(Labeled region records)
** Start **

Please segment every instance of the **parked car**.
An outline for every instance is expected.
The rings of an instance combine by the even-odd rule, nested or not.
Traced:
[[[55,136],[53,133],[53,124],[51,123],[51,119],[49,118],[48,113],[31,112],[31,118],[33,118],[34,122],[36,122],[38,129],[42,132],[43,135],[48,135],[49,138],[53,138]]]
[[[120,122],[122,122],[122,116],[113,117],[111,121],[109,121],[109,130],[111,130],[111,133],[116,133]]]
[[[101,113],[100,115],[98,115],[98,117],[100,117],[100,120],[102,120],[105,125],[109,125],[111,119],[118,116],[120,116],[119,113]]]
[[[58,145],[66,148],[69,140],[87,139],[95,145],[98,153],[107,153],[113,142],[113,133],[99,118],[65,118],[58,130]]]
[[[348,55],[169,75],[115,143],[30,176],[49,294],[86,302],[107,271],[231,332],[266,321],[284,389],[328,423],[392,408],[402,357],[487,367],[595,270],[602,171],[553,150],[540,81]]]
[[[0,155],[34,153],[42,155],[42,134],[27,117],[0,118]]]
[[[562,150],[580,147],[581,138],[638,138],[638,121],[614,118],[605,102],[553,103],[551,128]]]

** End **

Exercise
Please reproduce every line of the entries above, requests included, adding -139 to each coordinate in the answer outlines.

Solution to this exercise
Please segment every instance of the **parked car**.
An outline for every instance is expected.
The rings of an instance combine by the even-odd rule, nested or not.
Traced:
[[[-84,-3],[-86,-6],[-86,-15],[-88,-16],[-88,-20],[-90,-21],[-91,-26],[-108,-27],[-108,-21],[-106,-21],[-105,-17],[-103,-17],[-101,-10],[-97,-7],[-96,-4],[-91,-4],[-90,-1],[-86,-1]]]
[[[-19,-17],[-17,-17],[-17,-23],[-26,-22],[-28,-18],[-30,-18],[-30,-9],[-28,-9],[-28,-6],[-23,-6]]]
[[[-38,-26],[-39,-24],[-41,-24],[-41,-22],[-39,-22],[-39,-19],[-37,-19],[-34,-14],[-30,-14],[-28,-20],[-21,-23],[-19,-23],[-20,-26]]]
[[[-81,6],[-73,9],[-70,1],[-52,0],[-44,6],[-41,14],[-32,14],[-26,3],[-26,-6],[-40,-21],[-74,-21],[-81,-9]]]
[[[209,-84],[30,-64],[-24,4],[-109,37],[-90,155],[-53,163],[-32,132],[92,193],[127,182],[145,250],[189,284],[253,269],[263,218],[348,228],[456,131],[463,32],[414,11],[401,-58]]]
[[[-139,16],[-105,14],[-97,16],[-97,-5],[-112,-22],[-139,-21]]]
[[[423,11],[441,8],[442,-1],[499,-1],[499,-18],[475,-21],[466,-37],[414,-36],[412,-11]]]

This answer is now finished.